━━━━━ Supplied material ━━━━━

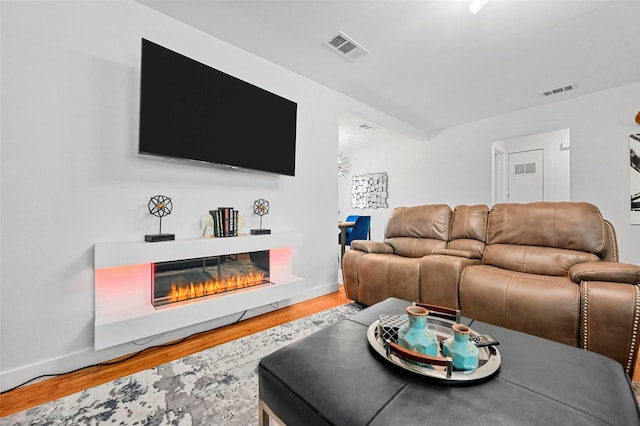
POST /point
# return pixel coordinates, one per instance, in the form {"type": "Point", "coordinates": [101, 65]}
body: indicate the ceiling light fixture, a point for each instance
{"type": "Point", "coordinates": [476, 5]}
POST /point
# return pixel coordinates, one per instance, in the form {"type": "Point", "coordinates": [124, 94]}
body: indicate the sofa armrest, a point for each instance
{"type": "Point", "coordinates": [368, 246]}
{"type": "Point", "coordinates": [605, 271]}
{"type": "Point", "coordinates": [458, 253]}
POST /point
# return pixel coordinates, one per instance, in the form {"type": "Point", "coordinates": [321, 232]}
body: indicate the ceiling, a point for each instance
{"type": "Point", "coordinates": [432, 63]}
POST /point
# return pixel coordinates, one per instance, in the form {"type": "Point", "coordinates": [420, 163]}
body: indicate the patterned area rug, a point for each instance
{"type": "Point", "coordinates": [218, 386]}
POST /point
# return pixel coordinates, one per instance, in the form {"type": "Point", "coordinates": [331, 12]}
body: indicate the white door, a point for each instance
{"type": "Point", "coordinates": [526, 176]}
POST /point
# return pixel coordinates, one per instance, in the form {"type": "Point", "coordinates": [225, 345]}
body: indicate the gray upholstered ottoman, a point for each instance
{"type": "Point", "coordinates": [333, 378]}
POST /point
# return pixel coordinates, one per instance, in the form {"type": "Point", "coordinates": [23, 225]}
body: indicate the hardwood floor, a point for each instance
{"type": "Point", "coordinates": [60, 386]}
{"type": "Point", "coordinates": [67, 384]}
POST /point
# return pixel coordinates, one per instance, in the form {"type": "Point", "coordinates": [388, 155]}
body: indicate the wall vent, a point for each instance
{"type": "Point", "coordinates": [345, 46]}
{"type": "Point", "coordinates": [558, 90]}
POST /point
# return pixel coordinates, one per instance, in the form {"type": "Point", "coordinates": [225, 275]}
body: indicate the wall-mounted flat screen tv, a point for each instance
{"type": "Point", "coordinates": [191, 111]}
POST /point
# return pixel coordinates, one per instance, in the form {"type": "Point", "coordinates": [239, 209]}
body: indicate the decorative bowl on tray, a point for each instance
{"type": "Point", "coordinates": [381, 339]}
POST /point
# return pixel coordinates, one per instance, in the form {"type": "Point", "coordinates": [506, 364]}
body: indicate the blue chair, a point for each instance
{"type": "Point", "coordinates": [360, 230]}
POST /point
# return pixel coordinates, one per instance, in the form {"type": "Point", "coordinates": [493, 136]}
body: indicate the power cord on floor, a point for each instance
{"type": "Point", "coordinates": [118, 361]}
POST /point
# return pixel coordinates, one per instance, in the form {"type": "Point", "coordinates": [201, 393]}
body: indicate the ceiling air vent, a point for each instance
{"type": "Point", "coordinates": [558, 90]}
{"type": "Point", "coordinates": [345, 46]}
{"type": "Point", "coordinates": [367, 126]}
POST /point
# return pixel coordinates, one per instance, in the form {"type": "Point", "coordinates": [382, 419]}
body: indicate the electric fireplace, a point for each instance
{"type": "Point", "coordinates": [188, 279]}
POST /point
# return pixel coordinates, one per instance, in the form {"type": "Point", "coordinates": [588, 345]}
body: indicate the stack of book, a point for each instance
{"type": "Point", "coordinates": [225, 222]}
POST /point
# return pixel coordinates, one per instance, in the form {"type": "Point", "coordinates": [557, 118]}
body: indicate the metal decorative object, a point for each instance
{"type": "Point", "coordinates": [261, 208]}
{"type": "Point", "coordinates": [160, 206]}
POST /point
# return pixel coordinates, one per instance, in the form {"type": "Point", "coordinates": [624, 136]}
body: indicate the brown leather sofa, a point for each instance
{"type": "Point", "coordinates": [547, 268]}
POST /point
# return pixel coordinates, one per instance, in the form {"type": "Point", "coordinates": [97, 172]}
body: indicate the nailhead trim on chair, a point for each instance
{"type": "Point", "coordinates": [636, 323]}
{"type": "Point", "coordinates": [634, 335]}
{"type": "Point", "coordinates": [585, 313]}
{"type": "Point", "coordinates": [613, 240]}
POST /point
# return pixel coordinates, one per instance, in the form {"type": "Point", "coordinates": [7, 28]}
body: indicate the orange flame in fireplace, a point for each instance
{"type": "Point", "coordinates": [180, 292]}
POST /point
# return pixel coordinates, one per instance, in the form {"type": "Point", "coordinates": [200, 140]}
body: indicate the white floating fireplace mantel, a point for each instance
{"type": "Point", "coordinates": [123, 308]}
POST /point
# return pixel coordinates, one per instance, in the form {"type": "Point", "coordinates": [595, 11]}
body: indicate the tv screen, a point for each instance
{"type": "Point", "coordinates": [191, 111]}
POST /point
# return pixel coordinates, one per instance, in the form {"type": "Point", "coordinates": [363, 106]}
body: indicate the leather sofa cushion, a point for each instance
{"type": "Point", "coordinates": [469, 222]}
{"type": "Point", "coordinates": [427, 221]}
{"type": "Point", "coordinates": [541, 305]}
{"type": "Point", "coordinates": [570, 225]}
{"type": "Point", "coordinates": [414, 247]}
{"type": "Point", "coordinates": [535, 260]}
{"type": "Point", "coordinates": [387, 275]}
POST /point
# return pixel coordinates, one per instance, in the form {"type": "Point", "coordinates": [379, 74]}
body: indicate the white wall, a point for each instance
{"type": "Point", "coordinates": [454, 167]}
{"type": "Point", "coordinates": [71, 176]}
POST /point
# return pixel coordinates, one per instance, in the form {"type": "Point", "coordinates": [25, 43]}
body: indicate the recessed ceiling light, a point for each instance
{"type": "Point", "coordinates": [476, 5]}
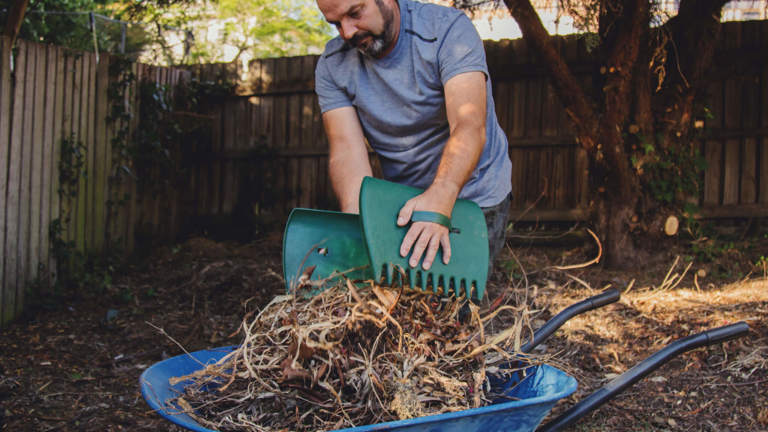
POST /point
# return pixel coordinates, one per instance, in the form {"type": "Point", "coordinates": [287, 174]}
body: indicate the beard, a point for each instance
{"type": "Point", "coordinates": [377, 43]}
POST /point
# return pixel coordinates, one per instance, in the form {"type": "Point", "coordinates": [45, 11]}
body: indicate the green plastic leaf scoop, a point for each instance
{"type": "Point", "coordinates": [319, 246]}
{"type": "Point", "coordinates": [467, 271]}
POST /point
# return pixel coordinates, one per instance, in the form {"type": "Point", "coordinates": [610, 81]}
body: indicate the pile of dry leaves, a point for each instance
{"type": "Point", "coordinates": [352, 356]}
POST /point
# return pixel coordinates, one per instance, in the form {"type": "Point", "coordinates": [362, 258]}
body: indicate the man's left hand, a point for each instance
{"type": "Point", "coordinates": [426, 236]}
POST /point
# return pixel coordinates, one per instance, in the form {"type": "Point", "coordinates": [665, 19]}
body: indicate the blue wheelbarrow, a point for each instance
{"type": "Point", "coordinates": [527, 397]}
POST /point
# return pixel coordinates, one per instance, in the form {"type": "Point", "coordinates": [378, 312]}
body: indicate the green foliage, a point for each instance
{"type": "Point", "coordinates": [670, 173]}
{"type": "Point", "coordinates": [263, 28]}
{"type": "Point", "coordinates": [71, 166]}
{"type": "Point", "coordinates": [75, 269]}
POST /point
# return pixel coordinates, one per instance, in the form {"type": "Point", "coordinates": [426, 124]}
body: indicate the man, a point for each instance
{"type": "Point", "coordinates": [411, 79]}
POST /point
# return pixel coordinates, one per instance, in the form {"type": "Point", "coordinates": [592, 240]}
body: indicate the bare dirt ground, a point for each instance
{"type": "Point", "coordinates": [75, 366]}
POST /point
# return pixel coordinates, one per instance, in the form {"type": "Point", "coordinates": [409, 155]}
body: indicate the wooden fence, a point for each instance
{"type": "Point", "coordinates": [51, 96]}
{"type": "Point", "coordinates": [268, 153]}
{"type": "Point", "coordinates": [271, 142]}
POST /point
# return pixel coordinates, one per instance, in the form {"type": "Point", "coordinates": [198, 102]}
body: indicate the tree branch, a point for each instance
{"type": "Point", "coordinates": [694, 30]}
{"type": "Point", "coordinates": [577, 105]}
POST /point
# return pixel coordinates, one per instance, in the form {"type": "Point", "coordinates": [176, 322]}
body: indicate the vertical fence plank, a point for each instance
{"type": "Point", "coordinates": [749, 163]}
{"type": "Point", "coordinates": [89, 232]}
{"type": "Point", "coordinates": [58, 127]}
{"type": "Point", "coordinates": [36, 171]}
{"type": "Point", "coordinates": [732, 154]}
{"type": "Point", "coordinates": [763, 170]}
{"type": "Point", "coordinates": [101, 156]}
{"type": "Point", "coordinates": [130, 219]}
{"type": "Point", "coordinates": [5, 137]}
{"type": "Point", "coordinates": [85, 137]}
{"type": "Point", "coordinates": [25, 191]}
{"type": "Point", "coordinates": [47, 168]}
{"type": "Point", "coordinates": [713, 154]}
{"type": "Point", "coordinates": [763, 167]}
{"type": "Point", "coordinates": [77, 77]}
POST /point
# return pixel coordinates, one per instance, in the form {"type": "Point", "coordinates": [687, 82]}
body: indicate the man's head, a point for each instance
{"type": "Point", "coordinates": [371, 26]}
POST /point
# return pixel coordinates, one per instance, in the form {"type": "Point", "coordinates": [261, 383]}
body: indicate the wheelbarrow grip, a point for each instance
{"type": "Point", "coordinates": [606, 297]}
{"type": "Point", "coordinates": [642, 369]}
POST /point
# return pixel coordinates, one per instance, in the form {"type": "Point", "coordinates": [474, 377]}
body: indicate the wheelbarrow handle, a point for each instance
{"type": "Point", "coordinates": [639, 371]}
{"type": "Point", "coordinates": [606, 297]}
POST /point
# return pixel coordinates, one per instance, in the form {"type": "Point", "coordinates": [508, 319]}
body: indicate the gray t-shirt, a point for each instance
{"type": "Point", "coordinates": [401, 104]}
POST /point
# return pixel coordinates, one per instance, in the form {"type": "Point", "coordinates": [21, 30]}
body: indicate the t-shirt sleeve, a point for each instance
{"type": "Point", "coordinates": [461, 50]}
{"type": "Point", "coordinates": [329, 94]}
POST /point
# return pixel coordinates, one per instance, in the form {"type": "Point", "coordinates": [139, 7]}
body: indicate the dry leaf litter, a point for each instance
{"type": "Point", "coordinates": [352, 356]}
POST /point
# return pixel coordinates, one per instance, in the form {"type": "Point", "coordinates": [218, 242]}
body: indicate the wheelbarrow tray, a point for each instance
{"type": "Point", "coordinates": [534, 396]}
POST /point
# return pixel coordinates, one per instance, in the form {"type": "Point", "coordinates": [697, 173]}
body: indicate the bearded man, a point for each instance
{"type": "Point", "coordinates": [412, 80]}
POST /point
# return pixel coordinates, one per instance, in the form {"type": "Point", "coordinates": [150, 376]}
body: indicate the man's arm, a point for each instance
{"type": "Point", "coordinates": [348, 160]}
{"type": "Point", "coordinates": [465, 101]}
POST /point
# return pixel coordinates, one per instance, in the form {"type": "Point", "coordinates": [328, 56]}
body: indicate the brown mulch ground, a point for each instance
{"type": "Point", "coordinates": [75, 366]}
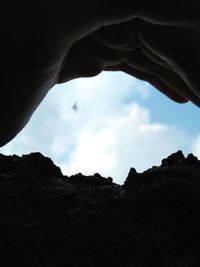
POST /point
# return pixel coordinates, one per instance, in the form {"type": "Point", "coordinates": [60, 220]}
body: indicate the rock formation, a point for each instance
{"type": "Point", "coordinates": [51, 220]}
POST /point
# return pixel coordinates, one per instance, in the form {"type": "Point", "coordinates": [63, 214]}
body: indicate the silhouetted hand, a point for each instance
{"type": "Point", "coordinates": [41, 42]}
{"type": "Point", "coordinates": [36, 37]}
{"type": "Point", "coordinates": [167, 56]}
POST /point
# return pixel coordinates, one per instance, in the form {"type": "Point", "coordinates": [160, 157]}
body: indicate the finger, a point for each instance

━━━━━

Give back, unchanged, the line that holds "body: indicate the rock" along with all lines after it through the last line above.

body: indicate the rock formation, a point for each instance
{"type": "Point", "coordinates": [51, 220]}
POST /point
# return pixel coordinates, one per instance, in the form {"type": "Point", "coordinates": [63, 214]}
body: indicate the silhouetted hand, a point for each instance
{"type": "Point", "coordinates": [41, 42]}
{"type": "Point", "coordinates": [36, 37]}
{"type": "Point", "coordinates": [167, 56]}
POST /point
# return pixel coordinates, one per instance, in the form {"type": "Point", "coordinates": [160, 157]}
body: indicate the finger, a point for each instance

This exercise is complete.